━━ Data shown

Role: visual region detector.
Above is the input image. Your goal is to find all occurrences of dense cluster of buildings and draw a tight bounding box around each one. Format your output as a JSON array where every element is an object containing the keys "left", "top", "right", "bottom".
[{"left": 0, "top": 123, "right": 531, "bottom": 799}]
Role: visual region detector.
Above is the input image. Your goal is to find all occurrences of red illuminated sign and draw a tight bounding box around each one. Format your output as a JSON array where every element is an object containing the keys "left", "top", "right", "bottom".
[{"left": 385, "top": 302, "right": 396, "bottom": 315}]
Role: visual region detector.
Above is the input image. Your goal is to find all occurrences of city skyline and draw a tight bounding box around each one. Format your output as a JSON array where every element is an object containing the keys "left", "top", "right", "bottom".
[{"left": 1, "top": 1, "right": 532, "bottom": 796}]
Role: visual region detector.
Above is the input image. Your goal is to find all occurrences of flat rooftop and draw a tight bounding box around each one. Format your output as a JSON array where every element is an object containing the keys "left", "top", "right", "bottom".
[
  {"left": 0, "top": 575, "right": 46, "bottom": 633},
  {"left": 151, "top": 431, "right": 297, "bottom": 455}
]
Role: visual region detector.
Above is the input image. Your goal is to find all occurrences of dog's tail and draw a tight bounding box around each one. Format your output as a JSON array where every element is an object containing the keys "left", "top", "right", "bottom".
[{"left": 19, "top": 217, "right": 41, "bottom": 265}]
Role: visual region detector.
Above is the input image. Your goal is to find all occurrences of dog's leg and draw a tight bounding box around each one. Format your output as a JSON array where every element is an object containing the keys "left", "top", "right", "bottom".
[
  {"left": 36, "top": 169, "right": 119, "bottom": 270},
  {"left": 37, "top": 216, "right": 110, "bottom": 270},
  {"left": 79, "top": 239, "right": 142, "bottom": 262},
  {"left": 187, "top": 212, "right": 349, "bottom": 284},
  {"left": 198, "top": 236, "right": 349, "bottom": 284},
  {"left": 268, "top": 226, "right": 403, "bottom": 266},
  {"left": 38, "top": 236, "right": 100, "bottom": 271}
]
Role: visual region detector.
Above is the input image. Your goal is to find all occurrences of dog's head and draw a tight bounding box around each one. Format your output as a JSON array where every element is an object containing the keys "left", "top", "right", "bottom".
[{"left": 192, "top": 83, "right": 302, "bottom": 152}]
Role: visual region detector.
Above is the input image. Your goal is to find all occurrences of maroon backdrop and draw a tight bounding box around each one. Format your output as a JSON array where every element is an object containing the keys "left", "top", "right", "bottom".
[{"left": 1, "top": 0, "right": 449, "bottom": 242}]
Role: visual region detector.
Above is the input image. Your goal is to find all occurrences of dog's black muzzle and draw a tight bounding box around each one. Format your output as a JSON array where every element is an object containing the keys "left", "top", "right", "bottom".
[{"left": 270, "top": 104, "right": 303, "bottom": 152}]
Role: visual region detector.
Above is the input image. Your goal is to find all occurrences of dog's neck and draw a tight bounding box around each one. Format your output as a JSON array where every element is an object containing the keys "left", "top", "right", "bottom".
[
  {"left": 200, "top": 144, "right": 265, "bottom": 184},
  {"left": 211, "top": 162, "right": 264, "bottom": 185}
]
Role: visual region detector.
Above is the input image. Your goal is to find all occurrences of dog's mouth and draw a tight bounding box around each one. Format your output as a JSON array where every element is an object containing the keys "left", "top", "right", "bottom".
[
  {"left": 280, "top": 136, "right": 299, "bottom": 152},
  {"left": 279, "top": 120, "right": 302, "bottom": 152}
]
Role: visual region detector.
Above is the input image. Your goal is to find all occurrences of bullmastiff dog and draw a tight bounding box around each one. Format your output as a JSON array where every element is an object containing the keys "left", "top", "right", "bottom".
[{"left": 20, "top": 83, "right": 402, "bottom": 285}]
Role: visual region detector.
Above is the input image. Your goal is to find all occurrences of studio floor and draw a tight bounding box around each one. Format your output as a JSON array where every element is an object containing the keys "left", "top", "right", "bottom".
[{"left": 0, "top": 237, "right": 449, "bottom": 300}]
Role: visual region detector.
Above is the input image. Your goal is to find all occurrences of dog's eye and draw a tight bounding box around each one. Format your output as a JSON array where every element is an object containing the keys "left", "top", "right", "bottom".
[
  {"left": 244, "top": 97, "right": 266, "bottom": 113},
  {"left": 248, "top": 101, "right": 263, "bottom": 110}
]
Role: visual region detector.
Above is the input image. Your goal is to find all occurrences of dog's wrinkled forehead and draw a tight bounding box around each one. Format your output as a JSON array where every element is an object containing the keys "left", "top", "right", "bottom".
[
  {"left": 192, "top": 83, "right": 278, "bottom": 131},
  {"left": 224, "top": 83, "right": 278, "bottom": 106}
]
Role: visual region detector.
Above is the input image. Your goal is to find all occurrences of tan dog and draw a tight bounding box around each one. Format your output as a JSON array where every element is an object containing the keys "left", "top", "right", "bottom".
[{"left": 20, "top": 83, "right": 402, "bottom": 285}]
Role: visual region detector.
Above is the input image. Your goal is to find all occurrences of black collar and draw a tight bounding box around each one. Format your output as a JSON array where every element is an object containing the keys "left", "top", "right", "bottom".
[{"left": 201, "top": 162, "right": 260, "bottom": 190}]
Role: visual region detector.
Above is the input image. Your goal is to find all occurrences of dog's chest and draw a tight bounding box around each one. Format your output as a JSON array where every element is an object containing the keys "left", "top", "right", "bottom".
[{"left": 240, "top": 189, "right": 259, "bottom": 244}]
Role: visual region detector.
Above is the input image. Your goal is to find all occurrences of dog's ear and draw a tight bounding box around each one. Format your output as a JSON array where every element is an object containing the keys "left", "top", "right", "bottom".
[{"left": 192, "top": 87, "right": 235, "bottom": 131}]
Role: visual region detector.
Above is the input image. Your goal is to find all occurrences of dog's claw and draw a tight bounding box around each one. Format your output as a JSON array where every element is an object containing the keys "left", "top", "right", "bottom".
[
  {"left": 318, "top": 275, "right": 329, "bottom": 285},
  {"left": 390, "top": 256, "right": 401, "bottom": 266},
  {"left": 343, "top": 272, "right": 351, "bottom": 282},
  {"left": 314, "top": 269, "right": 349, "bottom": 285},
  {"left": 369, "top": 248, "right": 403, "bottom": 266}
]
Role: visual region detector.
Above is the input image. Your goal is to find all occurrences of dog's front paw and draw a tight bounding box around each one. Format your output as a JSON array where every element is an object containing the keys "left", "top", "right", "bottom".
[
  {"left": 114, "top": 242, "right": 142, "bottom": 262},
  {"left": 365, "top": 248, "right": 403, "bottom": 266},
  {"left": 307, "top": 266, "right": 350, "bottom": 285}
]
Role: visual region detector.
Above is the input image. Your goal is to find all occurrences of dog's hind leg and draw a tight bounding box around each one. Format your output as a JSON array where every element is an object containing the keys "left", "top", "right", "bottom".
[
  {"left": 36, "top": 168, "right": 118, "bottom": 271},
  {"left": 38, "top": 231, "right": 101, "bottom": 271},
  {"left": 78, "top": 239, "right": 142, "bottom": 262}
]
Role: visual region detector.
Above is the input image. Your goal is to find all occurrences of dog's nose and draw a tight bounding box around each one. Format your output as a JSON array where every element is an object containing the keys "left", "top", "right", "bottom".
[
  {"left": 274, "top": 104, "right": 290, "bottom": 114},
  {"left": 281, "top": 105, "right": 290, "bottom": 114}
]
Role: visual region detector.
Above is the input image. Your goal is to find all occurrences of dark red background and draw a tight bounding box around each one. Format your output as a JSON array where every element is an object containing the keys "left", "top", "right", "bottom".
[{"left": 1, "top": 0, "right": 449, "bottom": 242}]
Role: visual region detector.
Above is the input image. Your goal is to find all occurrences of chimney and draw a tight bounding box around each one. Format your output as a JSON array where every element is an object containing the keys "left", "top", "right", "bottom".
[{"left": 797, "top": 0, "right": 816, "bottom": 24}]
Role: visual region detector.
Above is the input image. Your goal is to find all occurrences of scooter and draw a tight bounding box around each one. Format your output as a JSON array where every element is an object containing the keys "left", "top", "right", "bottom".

━━━━

When the line containing "occurrences of dark" is reached, return it and every later line through the end of the listing above, unaltered and alone.

Above is the input image. Your goal is to find all occurrences of dark red background and draw a tight bounding box around each one. Format your output as a JSON array where every element is an object containing the keys "left", "top", "right", "bottom".
[{"left": 1, "top": 0, "right": 449, "bottom": 242}]
Role: visual region detector.
Above is the input image. Your goal is to find all occurrences of chimney and draw a tight bounding box around each one. Format your output as a JSON array where every element is an object containing the keys "left", "top", "right", "bottom".
[{"left": 797, "top": 0, "right": 816, "bottom": 24}]
Role: visual region detector.
Above is the input image. Your goal is to find all occurrences of scooter and draw a tight bounding box around each one. Format your output as a JSON array where every element is an object containing the keys "left", "top", "right", "bottom".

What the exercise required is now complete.